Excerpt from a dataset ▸
◆ ◆ ◆

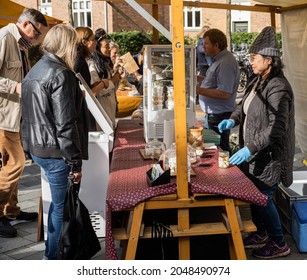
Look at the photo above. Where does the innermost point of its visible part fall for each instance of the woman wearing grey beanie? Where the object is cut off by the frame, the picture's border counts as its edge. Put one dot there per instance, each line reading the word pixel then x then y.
pixel 266 136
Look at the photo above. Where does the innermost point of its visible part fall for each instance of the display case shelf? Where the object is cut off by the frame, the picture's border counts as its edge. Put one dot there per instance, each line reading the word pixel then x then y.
pixel 158 99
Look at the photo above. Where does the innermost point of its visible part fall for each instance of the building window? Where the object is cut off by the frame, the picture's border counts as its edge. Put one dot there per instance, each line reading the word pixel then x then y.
pixel 192 17
pixel 82 13
pixel 46 7
pixel 240 26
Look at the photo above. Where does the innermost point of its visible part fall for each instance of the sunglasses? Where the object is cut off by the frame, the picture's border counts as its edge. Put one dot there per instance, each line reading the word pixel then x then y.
pixel 37 32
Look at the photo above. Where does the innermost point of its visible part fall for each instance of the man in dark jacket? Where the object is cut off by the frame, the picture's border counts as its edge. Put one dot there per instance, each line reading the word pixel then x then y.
pixel 55 122
pixel 15 39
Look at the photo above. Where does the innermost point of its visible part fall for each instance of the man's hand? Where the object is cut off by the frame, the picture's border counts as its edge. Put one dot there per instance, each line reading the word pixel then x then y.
pixel 240 156
pixel 225 125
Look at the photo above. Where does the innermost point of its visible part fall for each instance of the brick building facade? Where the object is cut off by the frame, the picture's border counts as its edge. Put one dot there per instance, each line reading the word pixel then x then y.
pixel 103 15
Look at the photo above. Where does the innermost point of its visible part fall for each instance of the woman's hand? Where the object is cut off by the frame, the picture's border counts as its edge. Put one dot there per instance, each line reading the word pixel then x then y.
pixel 77 177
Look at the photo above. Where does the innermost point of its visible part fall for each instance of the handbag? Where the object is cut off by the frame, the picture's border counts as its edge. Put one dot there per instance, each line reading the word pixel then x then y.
pixel 78 240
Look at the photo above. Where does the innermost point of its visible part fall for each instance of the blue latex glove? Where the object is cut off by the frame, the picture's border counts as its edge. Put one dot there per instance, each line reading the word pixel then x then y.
pixel 240 156
pixel 225 125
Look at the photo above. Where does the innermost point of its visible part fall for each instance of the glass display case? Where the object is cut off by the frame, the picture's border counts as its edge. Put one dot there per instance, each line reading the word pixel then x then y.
pixel 158 96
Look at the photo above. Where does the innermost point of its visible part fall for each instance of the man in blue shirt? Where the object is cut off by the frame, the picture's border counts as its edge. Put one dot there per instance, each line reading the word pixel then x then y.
pixel 218 91
pixel 202 59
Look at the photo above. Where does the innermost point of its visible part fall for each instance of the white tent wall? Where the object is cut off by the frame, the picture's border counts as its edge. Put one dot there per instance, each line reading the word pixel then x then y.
pixel 294 41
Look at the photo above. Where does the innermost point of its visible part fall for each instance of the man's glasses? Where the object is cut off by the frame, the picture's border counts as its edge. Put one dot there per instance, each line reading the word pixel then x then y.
pixel 37 32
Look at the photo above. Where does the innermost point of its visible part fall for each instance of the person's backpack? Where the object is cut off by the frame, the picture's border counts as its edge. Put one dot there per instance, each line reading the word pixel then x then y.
pixel 78 240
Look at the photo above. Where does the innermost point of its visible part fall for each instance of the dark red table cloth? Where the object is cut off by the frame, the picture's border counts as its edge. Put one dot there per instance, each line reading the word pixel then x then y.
pixel 128 186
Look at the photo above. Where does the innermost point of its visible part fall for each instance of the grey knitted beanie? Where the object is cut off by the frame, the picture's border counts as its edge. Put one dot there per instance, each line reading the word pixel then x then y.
pixel 266 43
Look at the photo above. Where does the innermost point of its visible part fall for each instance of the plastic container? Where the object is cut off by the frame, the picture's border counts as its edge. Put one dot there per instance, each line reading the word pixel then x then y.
pixel 299 225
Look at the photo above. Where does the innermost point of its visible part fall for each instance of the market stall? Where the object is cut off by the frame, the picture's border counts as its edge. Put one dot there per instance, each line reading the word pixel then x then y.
pixel 294 43
pixel 210 186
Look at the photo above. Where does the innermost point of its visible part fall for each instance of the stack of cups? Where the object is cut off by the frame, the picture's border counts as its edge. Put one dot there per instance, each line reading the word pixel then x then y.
pixel 157 98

◆ ◆ ◆

THE PROBLEM ▸
Copy out everything in the listing from the line containing "of the brick" down to the line containing "pixel 77 177", requests included. Add 16 to every coordinate in the answers.

RESPONSE BELOW ▸
Look at the photo above. Where does the innermost point of its visible part fall for each instance of the brick building facade? Where the object is cut off by the frame, the picture's border counts as its edge. Put one dot there per instance, each line reading the word pixel then x then y.
pixel 119 31
Look at the photo above. Where does the innermost point of its visible part fall for each instance of the woman's hand? Where the object is cut off by the frame, the picture's border counts as its edge. Put one dot there per instance, each line reading the word pixel then x then y.
pixel 93 193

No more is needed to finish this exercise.